- **REQUIRED TASK 1**: Reproduce the passage on the Manse in Old Deerfield word for word, from "Edit (01/24/2011): A" up to and including "Nims House (1744)".

- **SELECTED EXCERPT**:

The Manse [Deerfield Academy] (1768)

by Dan/November 23, 2008January 24, 2011/Colonial, Deerfield, Houses

manse-deerfield-academy.jpg

The building in Old Deerfield known as the Manse, or the Willard House, is a 1768 Georgian mansion that was at one time the home of Rev. Samuel Willard. An earlier house, constructed in 1694, was already on the lot when the land was sold by Samuel Allen, the grandfather of Ethan Allen, to Samuel Barnard of Salem. Barnard bequeathed the land to his nephew, Joseph Barnard, who built the Manse in 1768, spending thirteen years selecting wood without knots. The earlier gambrel roofed building became the current ell. The Barnards continued to live in the house until 1795 when, facing financial difficulties, Samuel Barnard moved his family to Vermont. In 1807, the house was rented to Hosea Hildreth, preceptor at Deerfield Academy, whose son Richard Hildreth, later author of a well-known History of the United States, was born in the house. In 1811, the house was bought by Rev. Samuel Willard, who had already been living there since 1807 and would own the house until his death in 1859. Dr. Willard was the first Unitarian minister in Western Massachusetts and entertained such visitors as Charles Sumner, Horace Greeley and Ralph Waldo Emerson in the house. Willard’s heirs sold the home in 1885 and it had other owners. Today it serves as the residence of the Head of School of Deerfield Academy.
Edit (01/24/2011): A book about the house was published in 1887, Story of the Old Willard House of Deerfield, Mass., by Catharine B. Yale.

John Nims House (1744)

- **EXTRACTED MATERIAL**:

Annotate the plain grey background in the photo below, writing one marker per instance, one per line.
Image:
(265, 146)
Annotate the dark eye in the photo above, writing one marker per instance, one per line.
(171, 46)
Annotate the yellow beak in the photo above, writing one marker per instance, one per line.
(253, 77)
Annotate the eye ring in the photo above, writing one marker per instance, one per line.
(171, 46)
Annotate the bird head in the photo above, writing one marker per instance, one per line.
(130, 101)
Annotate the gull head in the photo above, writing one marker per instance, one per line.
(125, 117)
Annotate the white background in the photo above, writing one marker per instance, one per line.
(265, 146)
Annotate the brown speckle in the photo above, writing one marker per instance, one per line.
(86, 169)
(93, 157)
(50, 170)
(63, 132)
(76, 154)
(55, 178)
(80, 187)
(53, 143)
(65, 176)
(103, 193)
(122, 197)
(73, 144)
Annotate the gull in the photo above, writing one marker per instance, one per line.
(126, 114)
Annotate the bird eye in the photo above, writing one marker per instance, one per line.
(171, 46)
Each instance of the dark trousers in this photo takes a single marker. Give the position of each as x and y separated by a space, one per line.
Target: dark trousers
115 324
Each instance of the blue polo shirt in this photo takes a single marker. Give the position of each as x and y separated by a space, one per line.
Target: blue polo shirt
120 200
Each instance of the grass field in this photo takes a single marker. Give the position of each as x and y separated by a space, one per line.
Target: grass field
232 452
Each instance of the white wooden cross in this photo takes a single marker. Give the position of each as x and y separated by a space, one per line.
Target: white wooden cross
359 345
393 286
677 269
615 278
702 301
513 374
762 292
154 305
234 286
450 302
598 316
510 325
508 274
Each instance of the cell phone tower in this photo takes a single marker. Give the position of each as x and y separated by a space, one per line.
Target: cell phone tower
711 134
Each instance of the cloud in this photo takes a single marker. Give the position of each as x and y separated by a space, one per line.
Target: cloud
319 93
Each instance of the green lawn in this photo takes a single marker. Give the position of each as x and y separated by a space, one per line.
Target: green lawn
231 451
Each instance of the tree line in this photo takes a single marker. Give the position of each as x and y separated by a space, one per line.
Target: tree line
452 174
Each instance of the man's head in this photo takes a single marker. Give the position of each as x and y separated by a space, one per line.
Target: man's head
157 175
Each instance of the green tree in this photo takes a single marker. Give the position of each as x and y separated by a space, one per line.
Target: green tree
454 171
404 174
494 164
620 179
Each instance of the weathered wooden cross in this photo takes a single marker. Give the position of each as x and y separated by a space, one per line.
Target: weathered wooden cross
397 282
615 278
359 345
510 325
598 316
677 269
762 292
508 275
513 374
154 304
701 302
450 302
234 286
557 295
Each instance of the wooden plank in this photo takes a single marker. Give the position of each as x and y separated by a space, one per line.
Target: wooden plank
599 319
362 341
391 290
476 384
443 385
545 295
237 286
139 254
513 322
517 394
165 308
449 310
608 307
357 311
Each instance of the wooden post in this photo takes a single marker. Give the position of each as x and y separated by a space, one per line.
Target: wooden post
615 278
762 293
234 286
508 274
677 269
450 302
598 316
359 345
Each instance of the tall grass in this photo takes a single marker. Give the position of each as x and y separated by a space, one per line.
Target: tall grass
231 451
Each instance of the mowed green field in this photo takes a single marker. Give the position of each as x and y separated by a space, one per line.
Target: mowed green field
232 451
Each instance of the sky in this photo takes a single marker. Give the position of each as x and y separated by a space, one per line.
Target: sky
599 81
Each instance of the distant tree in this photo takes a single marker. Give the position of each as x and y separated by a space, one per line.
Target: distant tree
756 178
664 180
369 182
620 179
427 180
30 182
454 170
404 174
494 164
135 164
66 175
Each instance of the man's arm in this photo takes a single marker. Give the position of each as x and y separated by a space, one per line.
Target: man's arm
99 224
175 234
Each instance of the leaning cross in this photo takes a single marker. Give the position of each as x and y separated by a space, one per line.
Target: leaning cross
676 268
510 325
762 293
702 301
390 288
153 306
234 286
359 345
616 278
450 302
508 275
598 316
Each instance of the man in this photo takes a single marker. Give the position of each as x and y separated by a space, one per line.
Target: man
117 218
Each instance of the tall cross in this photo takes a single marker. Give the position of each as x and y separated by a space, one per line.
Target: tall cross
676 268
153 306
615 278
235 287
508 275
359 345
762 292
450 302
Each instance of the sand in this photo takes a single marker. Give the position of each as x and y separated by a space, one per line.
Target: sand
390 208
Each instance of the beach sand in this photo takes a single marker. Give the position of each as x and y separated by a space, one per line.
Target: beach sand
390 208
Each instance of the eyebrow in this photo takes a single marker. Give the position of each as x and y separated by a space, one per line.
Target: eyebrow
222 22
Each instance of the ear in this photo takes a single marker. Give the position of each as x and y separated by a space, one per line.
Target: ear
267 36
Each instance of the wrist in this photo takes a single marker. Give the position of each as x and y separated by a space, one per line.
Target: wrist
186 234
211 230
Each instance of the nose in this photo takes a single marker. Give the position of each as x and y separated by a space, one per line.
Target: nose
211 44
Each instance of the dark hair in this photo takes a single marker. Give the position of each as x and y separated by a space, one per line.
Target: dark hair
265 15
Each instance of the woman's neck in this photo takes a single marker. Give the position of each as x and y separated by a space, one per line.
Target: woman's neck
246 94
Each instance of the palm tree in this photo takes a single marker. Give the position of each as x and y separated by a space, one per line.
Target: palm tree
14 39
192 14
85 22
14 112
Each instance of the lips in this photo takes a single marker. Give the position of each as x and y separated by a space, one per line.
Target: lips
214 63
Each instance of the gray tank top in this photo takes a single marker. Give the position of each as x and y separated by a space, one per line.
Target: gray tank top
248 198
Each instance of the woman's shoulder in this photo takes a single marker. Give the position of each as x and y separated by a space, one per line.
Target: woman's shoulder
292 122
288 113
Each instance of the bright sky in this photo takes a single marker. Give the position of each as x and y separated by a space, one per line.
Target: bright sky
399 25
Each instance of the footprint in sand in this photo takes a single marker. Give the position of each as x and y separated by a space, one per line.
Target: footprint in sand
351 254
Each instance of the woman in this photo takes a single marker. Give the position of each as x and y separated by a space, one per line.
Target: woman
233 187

- **REQUIRED TASK 2**: Pick out every line in the rows above that contains the string "white", and copy each of those lines in full.

- **PROBLEM SOLUTION 1**:
Edit (01/24/2011): A book about the house was published in 1887, Story of the Old Willard House of Deerfield, Mass., by Catharine B. Yale.

John Nims House (1744)

- **PROBLEM SOLUTION 2**:
Annotate the white background in the photo above, writing one marker per instance, one per line.
Each instance of the white wooden cross in this photo takes a single marker. Give the position of each as x and y separated by a space, one per line.
Target: white wooden cross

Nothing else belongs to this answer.